-- Opening Marker --

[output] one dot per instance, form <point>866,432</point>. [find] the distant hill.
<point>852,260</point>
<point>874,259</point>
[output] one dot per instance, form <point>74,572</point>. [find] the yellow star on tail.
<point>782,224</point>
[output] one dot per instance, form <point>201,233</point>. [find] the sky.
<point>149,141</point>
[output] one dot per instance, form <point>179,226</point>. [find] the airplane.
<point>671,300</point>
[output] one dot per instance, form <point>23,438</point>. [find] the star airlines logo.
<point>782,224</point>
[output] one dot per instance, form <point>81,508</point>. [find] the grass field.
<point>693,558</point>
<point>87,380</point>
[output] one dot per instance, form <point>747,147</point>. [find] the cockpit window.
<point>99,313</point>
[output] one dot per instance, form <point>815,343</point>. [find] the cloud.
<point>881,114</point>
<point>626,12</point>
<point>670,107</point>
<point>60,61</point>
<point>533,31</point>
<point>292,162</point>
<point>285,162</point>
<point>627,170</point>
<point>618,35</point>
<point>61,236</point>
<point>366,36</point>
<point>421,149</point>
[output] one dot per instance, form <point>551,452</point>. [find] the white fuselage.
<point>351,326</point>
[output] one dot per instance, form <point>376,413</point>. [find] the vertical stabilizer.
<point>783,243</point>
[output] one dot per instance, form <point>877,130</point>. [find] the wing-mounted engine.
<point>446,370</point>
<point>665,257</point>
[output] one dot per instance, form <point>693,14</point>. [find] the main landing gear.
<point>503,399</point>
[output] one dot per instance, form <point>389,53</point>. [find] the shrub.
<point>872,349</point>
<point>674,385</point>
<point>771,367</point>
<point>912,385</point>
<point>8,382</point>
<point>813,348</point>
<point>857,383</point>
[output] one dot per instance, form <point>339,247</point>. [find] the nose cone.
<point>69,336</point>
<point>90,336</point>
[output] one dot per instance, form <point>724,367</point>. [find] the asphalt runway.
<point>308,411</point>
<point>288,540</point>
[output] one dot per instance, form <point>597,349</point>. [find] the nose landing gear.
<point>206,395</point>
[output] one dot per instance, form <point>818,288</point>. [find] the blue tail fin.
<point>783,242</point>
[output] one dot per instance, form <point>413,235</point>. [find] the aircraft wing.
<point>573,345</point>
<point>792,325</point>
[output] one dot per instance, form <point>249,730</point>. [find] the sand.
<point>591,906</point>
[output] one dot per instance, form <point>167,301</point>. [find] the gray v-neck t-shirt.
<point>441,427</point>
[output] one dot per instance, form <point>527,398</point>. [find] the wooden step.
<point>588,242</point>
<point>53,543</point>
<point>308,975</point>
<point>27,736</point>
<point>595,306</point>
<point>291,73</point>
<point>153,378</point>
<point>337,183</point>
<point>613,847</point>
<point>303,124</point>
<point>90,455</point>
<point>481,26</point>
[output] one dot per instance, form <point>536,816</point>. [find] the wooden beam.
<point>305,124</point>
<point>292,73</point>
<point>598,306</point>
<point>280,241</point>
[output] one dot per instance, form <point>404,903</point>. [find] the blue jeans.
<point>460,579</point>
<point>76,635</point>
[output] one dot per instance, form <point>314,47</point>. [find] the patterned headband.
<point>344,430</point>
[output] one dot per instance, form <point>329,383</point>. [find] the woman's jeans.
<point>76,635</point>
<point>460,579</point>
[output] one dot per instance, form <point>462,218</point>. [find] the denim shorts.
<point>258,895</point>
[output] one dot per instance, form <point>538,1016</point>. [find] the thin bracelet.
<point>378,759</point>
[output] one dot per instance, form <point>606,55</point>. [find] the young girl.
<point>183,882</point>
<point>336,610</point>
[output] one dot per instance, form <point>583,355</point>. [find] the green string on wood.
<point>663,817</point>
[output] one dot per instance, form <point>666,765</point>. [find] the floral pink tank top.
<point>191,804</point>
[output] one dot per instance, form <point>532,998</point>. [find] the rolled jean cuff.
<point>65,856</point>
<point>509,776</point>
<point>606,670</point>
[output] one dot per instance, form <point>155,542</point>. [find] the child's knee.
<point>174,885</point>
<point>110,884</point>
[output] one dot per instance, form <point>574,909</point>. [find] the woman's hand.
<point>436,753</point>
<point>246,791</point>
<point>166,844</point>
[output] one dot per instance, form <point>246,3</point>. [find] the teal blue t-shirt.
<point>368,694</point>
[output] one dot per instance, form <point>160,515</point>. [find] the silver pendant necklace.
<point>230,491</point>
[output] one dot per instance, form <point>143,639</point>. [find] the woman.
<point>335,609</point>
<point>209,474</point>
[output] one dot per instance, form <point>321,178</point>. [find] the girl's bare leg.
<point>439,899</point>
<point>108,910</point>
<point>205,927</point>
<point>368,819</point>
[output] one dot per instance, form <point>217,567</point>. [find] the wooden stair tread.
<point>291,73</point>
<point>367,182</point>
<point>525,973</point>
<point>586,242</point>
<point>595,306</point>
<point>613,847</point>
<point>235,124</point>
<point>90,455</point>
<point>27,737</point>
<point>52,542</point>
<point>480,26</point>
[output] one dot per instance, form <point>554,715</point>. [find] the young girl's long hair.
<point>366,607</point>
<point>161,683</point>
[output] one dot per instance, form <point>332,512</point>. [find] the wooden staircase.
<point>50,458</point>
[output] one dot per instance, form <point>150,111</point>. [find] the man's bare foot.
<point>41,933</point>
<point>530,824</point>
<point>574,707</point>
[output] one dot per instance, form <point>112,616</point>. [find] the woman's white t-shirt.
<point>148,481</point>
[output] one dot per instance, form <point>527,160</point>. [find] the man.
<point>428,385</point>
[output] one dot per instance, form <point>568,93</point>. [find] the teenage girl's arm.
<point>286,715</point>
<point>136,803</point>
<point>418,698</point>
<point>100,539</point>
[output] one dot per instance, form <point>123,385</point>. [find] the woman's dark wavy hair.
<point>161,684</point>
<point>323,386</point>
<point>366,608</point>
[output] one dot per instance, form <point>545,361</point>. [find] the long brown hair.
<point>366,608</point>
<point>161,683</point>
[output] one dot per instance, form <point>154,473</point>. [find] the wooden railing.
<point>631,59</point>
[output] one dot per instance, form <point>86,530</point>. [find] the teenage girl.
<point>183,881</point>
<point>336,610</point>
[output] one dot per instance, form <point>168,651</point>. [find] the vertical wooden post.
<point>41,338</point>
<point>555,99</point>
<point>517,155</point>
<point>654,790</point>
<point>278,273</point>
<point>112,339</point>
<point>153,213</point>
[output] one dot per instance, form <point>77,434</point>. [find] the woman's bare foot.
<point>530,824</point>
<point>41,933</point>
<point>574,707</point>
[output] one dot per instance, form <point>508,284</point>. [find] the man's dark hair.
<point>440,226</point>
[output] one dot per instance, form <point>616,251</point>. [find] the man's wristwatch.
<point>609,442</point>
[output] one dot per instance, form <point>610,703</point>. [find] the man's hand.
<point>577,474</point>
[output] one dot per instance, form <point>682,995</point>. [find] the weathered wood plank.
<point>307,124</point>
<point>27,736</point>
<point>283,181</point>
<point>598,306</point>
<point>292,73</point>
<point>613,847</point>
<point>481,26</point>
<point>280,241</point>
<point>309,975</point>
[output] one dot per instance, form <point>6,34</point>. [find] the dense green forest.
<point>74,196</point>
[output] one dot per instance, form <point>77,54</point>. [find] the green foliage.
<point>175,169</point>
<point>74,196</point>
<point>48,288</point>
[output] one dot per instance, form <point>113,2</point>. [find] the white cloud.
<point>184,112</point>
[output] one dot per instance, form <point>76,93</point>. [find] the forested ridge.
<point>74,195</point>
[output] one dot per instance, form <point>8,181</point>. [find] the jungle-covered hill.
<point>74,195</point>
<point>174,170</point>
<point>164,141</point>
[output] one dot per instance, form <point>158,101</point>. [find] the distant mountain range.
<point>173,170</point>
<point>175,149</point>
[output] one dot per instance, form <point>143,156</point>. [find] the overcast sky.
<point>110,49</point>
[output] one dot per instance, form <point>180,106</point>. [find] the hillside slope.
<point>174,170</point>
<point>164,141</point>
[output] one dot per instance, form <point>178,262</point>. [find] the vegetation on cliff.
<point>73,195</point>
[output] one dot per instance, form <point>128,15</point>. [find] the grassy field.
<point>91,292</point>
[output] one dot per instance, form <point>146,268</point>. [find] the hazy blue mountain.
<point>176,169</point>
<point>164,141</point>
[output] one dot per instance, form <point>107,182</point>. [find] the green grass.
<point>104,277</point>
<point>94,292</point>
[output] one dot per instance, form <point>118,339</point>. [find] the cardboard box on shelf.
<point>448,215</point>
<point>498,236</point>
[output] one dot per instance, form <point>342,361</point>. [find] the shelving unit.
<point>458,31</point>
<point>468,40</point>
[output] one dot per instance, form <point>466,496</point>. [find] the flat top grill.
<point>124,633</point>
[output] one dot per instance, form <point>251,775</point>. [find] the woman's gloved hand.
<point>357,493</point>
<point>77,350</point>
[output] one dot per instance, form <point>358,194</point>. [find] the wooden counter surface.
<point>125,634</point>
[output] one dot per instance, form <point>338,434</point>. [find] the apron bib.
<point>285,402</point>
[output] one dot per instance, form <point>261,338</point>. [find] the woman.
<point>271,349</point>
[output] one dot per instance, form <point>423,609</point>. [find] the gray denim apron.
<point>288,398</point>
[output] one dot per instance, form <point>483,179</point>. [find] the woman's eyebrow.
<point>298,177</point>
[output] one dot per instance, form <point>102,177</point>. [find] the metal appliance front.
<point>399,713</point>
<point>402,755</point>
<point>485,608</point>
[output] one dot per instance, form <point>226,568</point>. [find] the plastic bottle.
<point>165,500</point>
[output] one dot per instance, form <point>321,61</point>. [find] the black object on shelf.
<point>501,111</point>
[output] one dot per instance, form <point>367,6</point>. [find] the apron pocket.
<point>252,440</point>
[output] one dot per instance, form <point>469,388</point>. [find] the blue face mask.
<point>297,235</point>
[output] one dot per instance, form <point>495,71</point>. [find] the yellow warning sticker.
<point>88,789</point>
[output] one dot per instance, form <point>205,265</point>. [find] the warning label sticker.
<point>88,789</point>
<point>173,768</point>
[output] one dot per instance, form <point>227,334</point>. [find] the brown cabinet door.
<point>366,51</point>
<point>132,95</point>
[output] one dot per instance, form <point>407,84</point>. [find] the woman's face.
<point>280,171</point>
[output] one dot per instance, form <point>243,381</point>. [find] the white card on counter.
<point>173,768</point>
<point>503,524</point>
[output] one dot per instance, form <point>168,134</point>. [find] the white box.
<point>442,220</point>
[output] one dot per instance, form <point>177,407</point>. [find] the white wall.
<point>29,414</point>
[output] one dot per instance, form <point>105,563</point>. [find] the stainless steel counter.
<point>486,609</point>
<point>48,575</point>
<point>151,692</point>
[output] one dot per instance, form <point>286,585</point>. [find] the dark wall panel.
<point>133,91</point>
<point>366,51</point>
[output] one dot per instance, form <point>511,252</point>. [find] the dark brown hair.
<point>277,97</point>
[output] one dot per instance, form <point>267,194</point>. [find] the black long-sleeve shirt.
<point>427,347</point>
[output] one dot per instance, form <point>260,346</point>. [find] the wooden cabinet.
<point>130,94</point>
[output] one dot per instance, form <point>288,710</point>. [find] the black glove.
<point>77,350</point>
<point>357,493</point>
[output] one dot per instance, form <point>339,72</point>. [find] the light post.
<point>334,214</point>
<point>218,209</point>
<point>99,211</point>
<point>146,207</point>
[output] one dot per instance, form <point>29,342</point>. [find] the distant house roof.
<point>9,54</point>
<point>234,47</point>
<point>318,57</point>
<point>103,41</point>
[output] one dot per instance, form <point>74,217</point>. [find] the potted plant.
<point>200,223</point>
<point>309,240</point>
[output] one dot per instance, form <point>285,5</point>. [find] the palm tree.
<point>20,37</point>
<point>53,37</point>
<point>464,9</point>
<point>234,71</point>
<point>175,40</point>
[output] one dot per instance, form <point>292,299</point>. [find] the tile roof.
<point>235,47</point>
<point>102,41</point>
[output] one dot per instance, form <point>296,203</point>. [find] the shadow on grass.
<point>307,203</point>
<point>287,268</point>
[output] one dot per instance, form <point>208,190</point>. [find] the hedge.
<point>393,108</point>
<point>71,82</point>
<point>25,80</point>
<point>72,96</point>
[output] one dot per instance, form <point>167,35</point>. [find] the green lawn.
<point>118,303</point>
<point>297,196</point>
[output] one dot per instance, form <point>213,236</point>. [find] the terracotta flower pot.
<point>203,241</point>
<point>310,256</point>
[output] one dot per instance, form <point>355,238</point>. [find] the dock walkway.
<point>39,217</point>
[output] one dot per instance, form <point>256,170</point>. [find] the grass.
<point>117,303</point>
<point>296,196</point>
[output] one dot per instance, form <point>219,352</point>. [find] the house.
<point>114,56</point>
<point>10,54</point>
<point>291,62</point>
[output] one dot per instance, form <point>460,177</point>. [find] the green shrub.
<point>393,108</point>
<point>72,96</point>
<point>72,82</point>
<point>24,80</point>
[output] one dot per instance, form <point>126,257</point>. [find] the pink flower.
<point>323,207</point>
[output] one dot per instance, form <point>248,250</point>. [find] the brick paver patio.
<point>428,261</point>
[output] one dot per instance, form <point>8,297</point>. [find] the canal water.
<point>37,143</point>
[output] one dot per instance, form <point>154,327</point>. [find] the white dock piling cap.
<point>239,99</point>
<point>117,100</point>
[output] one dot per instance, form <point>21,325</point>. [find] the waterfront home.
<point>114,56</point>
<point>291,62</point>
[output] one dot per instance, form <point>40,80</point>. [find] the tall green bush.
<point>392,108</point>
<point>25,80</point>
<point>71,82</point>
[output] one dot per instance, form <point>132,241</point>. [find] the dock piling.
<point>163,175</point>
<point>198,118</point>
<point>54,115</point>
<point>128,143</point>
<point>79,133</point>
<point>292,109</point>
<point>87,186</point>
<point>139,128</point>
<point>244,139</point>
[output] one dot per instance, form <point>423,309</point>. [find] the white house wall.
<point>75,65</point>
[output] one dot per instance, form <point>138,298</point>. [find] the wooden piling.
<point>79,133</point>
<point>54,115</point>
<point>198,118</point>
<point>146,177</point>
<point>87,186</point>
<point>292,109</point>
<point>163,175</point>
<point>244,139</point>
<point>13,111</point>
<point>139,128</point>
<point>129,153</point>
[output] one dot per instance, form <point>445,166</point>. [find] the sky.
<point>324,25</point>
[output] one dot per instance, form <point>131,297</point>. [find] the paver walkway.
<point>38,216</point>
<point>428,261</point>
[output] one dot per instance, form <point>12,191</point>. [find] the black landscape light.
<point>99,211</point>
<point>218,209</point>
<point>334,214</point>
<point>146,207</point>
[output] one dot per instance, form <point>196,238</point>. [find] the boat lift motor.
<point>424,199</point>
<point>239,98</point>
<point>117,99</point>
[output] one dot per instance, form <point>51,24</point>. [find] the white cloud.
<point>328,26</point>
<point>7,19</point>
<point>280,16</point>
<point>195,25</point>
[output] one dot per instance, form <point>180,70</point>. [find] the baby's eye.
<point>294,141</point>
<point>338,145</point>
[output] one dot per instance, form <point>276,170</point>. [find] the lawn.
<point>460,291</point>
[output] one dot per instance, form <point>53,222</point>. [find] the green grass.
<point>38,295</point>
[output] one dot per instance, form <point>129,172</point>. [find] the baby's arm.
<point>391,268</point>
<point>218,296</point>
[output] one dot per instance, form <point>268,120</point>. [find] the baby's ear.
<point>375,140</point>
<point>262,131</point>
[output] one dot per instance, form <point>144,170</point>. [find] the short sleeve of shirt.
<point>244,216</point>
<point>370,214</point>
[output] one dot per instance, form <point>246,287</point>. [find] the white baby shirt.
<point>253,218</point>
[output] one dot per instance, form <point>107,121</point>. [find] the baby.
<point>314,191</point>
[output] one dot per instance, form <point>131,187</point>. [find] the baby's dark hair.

-- Closing Marker --

• Aim of the exercise
Everything from the line with "[output] one dot per instance, form <point>107,121</point>." to the end of the listing above is to be set down exactly, both ends included.

• Exercise answer
[output] one dot per instance, form <point>107,121</point>. [find] the baby.
<point>314,191</point>
[output] one dot per instance, form <point>131,187</point>. [find] the baby's dark hair.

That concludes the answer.